The problem: Express the lines starting at the one containing "Target: car side window" and ending at the end of the records as a Markdown table with the columns Row and Line, numbering each row and leaving out any blank lines.

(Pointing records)

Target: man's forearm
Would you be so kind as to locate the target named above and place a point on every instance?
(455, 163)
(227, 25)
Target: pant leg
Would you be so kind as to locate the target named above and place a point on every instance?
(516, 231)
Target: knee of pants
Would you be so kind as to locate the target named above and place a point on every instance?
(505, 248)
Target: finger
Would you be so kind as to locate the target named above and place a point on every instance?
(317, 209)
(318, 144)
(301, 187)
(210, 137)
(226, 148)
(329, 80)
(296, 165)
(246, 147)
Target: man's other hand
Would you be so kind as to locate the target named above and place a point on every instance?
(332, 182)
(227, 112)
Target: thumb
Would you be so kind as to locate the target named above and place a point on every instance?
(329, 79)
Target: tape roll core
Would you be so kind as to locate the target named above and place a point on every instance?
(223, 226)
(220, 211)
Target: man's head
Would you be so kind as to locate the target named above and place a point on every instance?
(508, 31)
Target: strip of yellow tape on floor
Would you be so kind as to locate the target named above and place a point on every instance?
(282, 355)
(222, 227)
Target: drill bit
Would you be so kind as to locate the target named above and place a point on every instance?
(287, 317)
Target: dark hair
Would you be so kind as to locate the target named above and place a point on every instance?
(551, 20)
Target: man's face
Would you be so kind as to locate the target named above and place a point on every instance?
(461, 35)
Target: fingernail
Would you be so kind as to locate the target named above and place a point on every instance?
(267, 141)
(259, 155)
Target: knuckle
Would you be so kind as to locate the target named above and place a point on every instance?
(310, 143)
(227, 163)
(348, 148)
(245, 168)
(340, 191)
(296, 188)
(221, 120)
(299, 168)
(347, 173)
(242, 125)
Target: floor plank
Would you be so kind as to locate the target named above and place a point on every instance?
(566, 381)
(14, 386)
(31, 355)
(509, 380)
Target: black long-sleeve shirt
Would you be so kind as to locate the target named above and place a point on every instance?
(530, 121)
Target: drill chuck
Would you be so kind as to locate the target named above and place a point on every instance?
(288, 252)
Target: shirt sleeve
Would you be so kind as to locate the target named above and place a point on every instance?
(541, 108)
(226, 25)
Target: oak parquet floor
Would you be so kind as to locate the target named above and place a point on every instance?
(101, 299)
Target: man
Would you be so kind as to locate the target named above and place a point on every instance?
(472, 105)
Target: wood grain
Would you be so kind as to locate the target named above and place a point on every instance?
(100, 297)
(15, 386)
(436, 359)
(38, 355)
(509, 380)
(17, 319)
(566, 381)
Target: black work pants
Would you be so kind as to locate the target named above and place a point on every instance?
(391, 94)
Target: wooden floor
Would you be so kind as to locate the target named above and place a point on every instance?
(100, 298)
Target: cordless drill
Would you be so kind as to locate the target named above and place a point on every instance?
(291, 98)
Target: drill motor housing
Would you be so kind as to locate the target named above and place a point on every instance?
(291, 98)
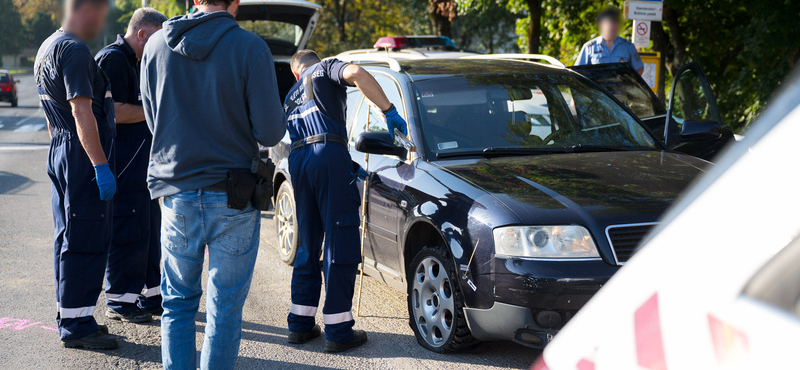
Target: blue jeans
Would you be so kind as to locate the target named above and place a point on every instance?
(191, 221)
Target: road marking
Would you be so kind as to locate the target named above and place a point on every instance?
(24, 120)
(30, 127)
(25, 147)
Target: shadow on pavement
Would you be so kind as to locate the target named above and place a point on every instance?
(11, 183)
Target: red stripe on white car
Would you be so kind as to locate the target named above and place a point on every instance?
(730, 344)
(649, 342)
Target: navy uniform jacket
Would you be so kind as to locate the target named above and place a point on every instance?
(330, 92)
(622, 51)
(122, 68)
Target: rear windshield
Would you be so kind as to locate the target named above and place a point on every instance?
(281, 37)
(626, 85)
(473, 113)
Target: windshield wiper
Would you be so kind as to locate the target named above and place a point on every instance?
(599, 148)
(497, 152)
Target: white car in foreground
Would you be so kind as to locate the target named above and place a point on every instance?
(717, 284)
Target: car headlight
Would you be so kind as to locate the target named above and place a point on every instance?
(544, 242)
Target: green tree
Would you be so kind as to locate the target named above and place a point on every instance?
(10, 28)
(490, 29)
(442, 13)
(357, 24)
(529, 28)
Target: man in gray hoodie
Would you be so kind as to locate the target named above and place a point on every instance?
(210, 95)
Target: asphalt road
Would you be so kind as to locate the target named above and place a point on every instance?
(27, 298)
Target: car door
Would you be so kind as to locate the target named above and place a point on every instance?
(691, 99)
(381, 249)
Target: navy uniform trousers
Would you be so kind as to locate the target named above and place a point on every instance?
(327, 202)
(82, 220)
(133, 276)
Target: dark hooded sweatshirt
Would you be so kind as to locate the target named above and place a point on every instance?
(209, 93)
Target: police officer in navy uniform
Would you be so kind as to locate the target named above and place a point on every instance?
(324, 178)
(74, 94)
(133, 276)
(609, 47)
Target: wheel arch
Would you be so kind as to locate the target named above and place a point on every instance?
(277, 181)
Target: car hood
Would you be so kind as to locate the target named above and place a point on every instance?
(602, 187)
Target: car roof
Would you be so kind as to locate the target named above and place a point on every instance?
(300, 3)
(421, 69)
(411, 53)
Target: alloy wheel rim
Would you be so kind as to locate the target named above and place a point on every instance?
(285, 216)
(432, 301)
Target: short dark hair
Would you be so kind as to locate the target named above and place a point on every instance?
(610, 13)
(146, 17)
(75, 4)
(304, 58)
(226, 3)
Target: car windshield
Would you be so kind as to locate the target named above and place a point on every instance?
(624, 83)
(525, 112)
(285, 36)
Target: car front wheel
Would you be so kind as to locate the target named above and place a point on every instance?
(286, 221)
(435, 303)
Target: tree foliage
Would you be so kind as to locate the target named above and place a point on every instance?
(357, 24)
(747, 48)
(10, 28)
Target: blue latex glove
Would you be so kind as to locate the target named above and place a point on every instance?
(393, 120)
(362, 175)
(105, 181)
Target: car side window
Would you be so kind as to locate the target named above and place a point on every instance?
(360, 120)
(353, 96)
(392, 92)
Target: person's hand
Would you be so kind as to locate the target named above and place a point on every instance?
(394, 121)
(105, 181)
(362, 175)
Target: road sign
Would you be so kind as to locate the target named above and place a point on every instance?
(644, 10)
(652, 69)
(641, 33)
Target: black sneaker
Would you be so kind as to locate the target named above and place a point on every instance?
(153, 311)
(96, 340)
(136, 317)
(300, 338)
(359, 338)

Full answer:
| Row | Line |
|---|---|
| 1 | Target: car side window |
| 2 | Would you be so kind as to locate the target named above and place a point on every instance? |
| 3 | (360, 120) |
| 4 | (353, 96) |
| 5 | (392, 92) |
| 6 | Target: person's hand |
| 7 | Would you be so kind as to locate the target named above and place a point on every instance? |
| 8 | (394, 121) |
| 9 | (105, 181) |
| 10 | (362, 175) |
| 11 | Target: road sign |
| 12 | Would you be so kind as to locate the target named above and place a point on every instance? |
| 13 | (644, 10) |
| 14 | (652, 69) |
| 15 | (641, 33) |
| 16 | Target: black sneaker |
| 17 | Would you be so kind as to locate the target named above and place a point on every instance? |
| 18 | (153, 311) |
| 19 | (96, 340) |
| 20 | (136, 317) |
| 21 | (300, 338) |
| 22 | (359, 338) |